### Dataset records

..............................

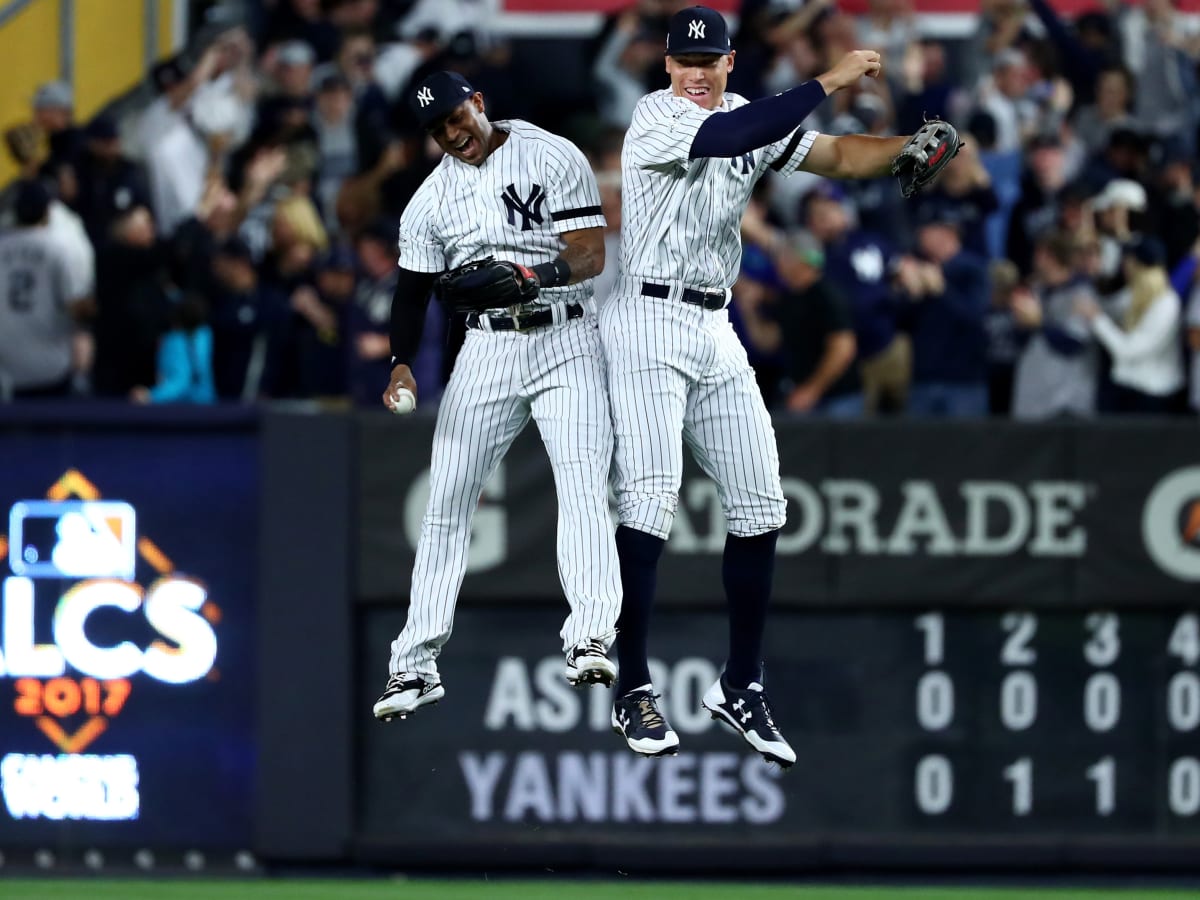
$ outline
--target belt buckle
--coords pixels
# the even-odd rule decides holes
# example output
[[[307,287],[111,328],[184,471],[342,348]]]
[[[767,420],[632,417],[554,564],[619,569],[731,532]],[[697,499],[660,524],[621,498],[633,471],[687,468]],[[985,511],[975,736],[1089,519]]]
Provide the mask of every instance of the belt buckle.
[[[509,318],[512,319],[512,330],[523,331],[521,328],[521,304],[509,307]]]

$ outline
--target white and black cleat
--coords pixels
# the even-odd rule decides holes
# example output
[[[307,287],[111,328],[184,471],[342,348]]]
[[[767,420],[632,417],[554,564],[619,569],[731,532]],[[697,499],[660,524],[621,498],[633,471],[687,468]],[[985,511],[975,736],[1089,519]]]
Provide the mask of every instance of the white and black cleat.
[[[658,697],[650,685],[618,697],[612,704],[612,730],[635,754],[674,756],[679,752],[679,736],[659,710]]]
[[[410,713],[437,703],[445,695],[442,682],[426,682],[418,674],[397,672],[388,679],[383,696],[376,701],[374,716],[383,722],[407,719]]]
[[[599,684],[611,688],[617,680],[617,667],[608,659],[608,650],[599,637],[581,641],[566,653],[566,680],[576,688]]]
[[[796,751],[775,727],[767,692],[757,682],[749,688],[733,688],[722,673],[716,684],[704,691],[701,702],[714,719],[733,728],[767,762],[785,769],[796,763]]]

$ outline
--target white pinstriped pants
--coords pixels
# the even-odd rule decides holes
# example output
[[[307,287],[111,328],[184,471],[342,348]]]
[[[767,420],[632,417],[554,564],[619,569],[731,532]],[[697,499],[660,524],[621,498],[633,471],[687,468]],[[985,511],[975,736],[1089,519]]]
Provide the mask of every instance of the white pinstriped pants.
[[[588,637],[612,643],[620,611],[608,515],[612,419],[600,335],[588,313],[524,334],[467,331],[438,409],[408,620],[392,641],[390,672],[437,679],[480,493],[530,418],[558,492],[558,574],[570,605],[563,649]]]
[[[620,523],[666,539],[683,481],[683,444],[716,482],[730,534],[782,528],[775,430],[725,310],[635,294],[622,280],[601,306]]]

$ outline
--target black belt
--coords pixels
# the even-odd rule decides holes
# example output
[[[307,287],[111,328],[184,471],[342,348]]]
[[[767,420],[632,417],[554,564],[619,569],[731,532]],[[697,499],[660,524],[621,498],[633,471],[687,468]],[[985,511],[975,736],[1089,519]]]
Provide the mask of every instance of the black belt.
[[[581,304],[568,304],[566,318],[583,318],[583,306]],[[517,313],[515,317],[494,314],[485,316],[482,313],[473,312],[467,317],[467,328],[480,328],[481,319],[487,319],[492,326],[492,331],[528,331],[532,328],[553,325],[554,311],[548,306],[544,306],[539,310],[533,310],[532,312]]]
[[[659,300],[666,300],[671,296],[671,288],[666,284],[655,284],[653,281],[642,282],[642,296],[653,296]],[[679,299],[685,304],[691,304],[692,306],[702,306],[706,310],[724,310],[725,308],[725,292],[715,293],[709,290],[692,290],[691,288],[684,288],[683,294]]]

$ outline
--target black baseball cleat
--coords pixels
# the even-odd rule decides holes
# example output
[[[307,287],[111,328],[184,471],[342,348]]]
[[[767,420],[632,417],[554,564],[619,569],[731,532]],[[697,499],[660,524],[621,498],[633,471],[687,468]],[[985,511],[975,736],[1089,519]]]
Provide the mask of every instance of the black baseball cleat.
[[[612,686],[617,680],[617,667],[608,659],[604,641],[589,637],[566,652],[566,680],[576,688],[586,688],[589,684]]]
[[[767,762],[778,762],[785,769],[796,762],[796,751],[775,727],[767,692],[757,682],[749,688],[733,688],[721,673],[701,702],[714,719],[733,728]]]
[[[659,697],[650,685],[617,697],[612,704],[612,730],[625,738],[629,749],[642,756],[673,756],[679,752],[679,736],[662,718]]]
[[[442,682],[426,682],[419,674],[397,672],[388,679],[383,696],[376,701],[376,719],[384,722],[407,719],[409,713],[437,703],[445,695]]]

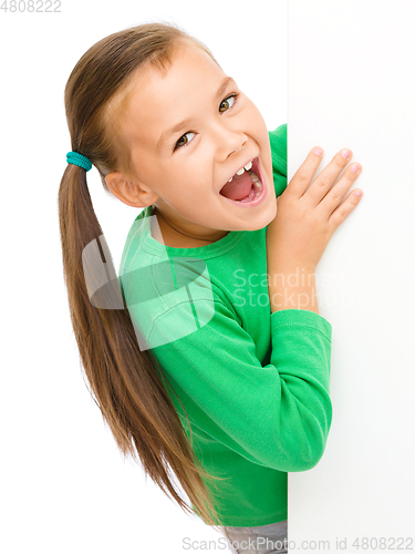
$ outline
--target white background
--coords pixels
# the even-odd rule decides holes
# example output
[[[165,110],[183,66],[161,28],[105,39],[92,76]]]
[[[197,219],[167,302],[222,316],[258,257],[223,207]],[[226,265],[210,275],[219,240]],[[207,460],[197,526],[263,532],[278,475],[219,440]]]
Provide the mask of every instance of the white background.
[[[269,130],[287,122],[284,0],[62,0],[61,13],[0,10],[4,554],[178,554],[188,541],[219,548],[216,532],[123,462],[82,378],[63,281],[56,198],[71,150],[65,82],[93,43],[155,20],[203,40]],[[138,211],[105,194],[95,168],[87,181],[117,268]]]
[[[363,167],[318,266],[333,423],[320,463],[289,475],[290,541],[317,552],[415,548],[414,16],[405,0],[289,1],[289,177],[317,144],[321,167],[342,147]]]
[[[333,423],[320,463],[289,475],[289,537],[330,541],[309,547],[315,552],[357,552],[356,537],[415,535],[411,6],[290,0],[289,18],[286,0],[151,8],[62,0],[61,13],[0,10],[1,552],[178,554],[186,537],[195,551],[204,540],[219,551],[215,532],[123,462],[82,379],[62,275],[65,82],[94,42],[153,20],[206,42],[268,129],[289,122],[289,177],[317,144],[321,168],[342,147],[363,165],[364,197],[317,271],[320,312],[333,326]],[[138,212],[108,197],[95,170],[87,177],[118,267]],[[346,538],[345,550],[336,538]],[[374,541],[369,550],[381,552]]]

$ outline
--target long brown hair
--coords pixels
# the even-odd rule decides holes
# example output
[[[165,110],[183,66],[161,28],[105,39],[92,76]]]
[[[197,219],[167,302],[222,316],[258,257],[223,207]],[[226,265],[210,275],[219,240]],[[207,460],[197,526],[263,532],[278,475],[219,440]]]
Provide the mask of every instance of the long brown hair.
[[[127,90],[128,78],[136,70],[152,65],[164,71],[175,49],[184,43],[201,48],[218,63],[204,43],[178,27],[146,23],[101,40],[73,69],[64,95],[72,150],[90,158],[108,193],[106,174],[121,167],[128,171],[129,165],[128,152],[116,133],[116,117],[107,116],[110,100]],[[172,470],[205,523],[216,526],[217,513],[201,476],[220,478],[206,473],[194,456],[162,383],[162,368],[151,350],[138,347],[125,299],[118,309],[91,302],[82,254],[103,232],[92,206],[86,171],[76,165],[69,164],[61,181],[59,220],[72,326],[90,392],[104,422],[125,458],[137,461],[138,454],[145,473],[190,514],[169,476]],[[108,250],[105,263],[116,276]]]

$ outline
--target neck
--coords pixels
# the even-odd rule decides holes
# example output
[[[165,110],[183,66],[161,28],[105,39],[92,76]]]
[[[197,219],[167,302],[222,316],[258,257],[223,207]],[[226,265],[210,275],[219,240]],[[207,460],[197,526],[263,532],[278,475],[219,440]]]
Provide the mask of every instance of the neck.
[[[173,248],[197,248],[216,243],[224,238],[229,230],[216,230],[207,236],[197,236],[187,232],[187,229],[179,228],[170,218],[162,214],[157,206],[153,205],[153,215],[157,218],[157,225],[152,226],[152,236],[156,240]]]

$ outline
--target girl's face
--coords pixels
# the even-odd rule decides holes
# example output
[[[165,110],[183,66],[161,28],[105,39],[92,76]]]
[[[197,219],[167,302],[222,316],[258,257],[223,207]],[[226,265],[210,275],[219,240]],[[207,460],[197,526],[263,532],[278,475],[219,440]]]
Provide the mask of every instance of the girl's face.
[[[215,242],[228,230],[268,225],[277,213],[268,130],[235,81],[195,47],[177,50],[165,74],[147,68],[134,79],[121,120],[134,177],[107,176],[116,196],[153,204],[176,236]],[[230,202],[220,189],[253,158],[266,181],[263,199],[249,207]]]

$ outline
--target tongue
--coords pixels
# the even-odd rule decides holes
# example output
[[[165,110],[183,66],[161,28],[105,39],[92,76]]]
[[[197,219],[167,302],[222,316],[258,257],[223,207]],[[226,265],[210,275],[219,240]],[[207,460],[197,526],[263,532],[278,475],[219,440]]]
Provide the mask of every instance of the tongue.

..............................

Reproduce the listing above word for word, from its first line through the line containing "Provide the mask of every instance of the belt", and leave out the pictures.

$ outline
--target belt buckle
--coords pixels
# the even-odd rule decides holes
# example output
[[[307,287],[111,328],[184,471],[342,348]]]
[[[767,420],[632,417],[554,564],[619,569],[731,532]],[[697,499],[660,524],[621,498],[633,471],[687,468]],[[985,511],[975,736],[1089,519]]]
Provide the mask of every instance of the belt buckle.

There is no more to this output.